• **THE TASK**
Copy word for word the rows below, from the line containing "Guideline: one marker per instance of the light" through the line containing "Target: light pole", both lines included.

• **PROVIDED INFORMATION**
— start —
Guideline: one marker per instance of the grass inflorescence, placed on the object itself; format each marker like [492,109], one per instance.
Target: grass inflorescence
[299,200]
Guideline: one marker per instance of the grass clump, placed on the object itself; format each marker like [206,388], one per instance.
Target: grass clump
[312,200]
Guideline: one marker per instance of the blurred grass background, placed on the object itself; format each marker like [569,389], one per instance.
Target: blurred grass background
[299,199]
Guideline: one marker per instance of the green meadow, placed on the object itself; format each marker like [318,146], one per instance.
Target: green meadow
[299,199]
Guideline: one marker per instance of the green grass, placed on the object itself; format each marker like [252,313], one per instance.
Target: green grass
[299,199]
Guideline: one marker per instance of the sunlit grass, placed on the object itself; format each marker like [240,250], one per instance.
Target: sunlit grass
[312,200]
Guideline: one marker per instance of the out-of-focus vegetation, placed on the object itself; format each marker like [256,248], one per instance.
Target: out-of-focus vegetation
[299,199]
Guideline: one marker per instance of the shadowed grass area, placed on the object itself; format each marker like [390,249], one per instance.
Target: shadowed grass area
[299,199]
— end —
— start —
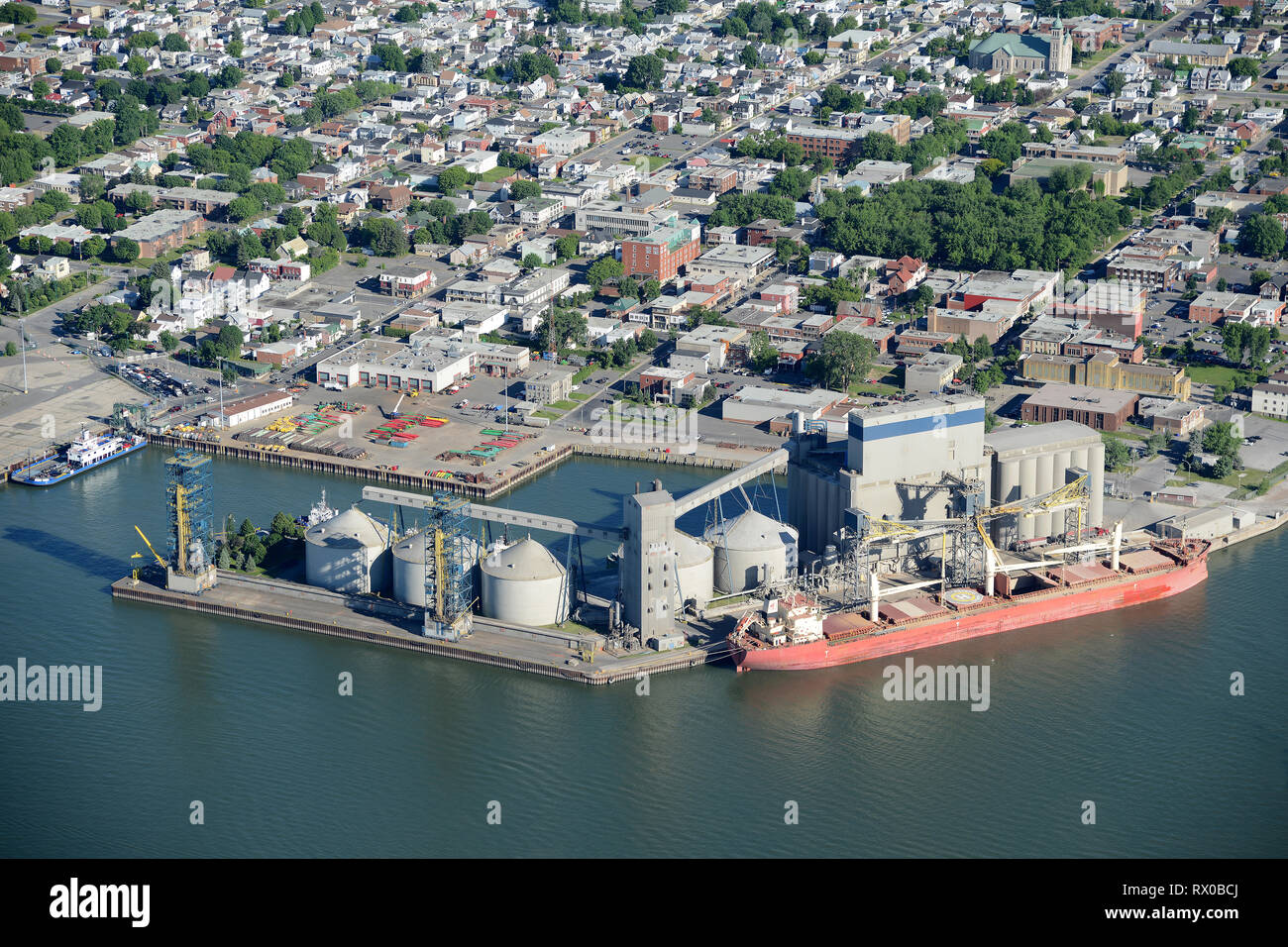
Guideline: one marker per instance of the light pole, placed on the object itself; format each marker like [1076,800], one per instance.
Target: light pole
— end —
— start —
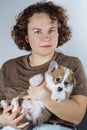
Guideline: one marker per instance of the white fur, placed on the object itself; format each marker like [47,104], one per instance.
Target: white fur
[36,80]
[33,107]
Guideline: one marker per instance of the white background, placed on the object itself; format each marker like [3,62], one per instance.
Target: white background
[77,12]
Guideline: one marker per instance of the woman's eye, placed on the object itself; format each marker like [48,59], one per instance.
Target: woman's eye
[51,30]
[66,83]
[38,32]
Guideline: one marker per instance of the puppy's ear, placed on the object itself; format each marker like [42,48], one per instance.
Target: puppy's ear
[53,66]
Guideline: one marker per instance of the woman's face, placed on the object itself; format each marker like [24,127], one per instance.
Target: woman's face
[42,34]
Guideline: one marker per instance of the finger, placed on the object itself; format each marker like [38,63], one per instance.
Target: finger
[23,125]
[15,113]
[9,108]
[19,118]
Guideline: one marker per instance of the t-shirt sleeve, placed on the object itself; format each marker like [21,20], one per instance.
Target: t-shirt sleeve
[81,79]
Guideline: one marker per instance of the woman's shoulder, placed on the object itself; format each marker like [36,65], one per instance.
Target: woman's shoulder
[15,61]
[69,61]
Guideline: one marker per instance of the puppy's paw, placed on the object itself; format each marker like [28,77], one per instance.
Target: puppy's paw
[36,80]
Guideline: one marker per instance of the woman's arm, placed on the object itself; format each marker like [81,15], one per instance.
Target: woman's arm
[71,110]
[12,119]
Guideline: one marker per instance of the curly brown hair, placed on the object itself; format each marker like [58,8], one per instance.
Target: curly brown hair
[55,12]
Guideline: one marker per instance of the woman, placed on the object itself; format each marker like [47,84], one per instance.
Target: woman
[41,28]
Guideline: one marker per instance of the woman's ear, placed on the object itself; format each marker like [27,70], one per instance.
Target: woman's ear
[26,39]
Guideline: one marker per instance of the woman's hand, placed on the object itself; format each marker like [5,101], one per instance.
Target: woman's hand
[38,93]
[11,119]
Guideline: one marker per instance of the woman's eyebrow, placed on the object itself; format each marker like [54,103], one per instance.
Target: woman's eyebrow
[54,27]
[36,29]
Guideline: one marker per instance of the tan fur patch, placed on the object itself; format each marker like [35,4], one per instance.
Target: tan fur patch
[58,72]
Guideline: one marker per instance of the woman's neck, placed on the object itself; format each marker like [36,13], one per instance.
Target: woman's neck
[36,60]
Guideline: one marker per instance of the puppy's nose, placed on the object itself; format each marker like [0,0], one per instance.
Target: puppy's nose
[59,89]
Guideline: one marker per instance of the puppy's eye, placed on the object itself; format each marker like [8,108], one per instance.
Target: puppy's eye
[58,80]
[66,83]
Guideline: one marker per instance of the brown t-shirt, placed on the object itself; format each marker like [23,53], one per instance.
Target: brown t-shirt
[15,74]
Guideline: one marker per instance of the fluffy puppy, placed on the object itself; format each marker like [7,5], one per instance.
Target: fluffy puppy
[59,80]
— end —
• **COMPLETE OUTPUT**
Guideline: one marker per instance of the light pole, placed on the object itself; format each marker like [1076,800], one per instance.
Target: light pole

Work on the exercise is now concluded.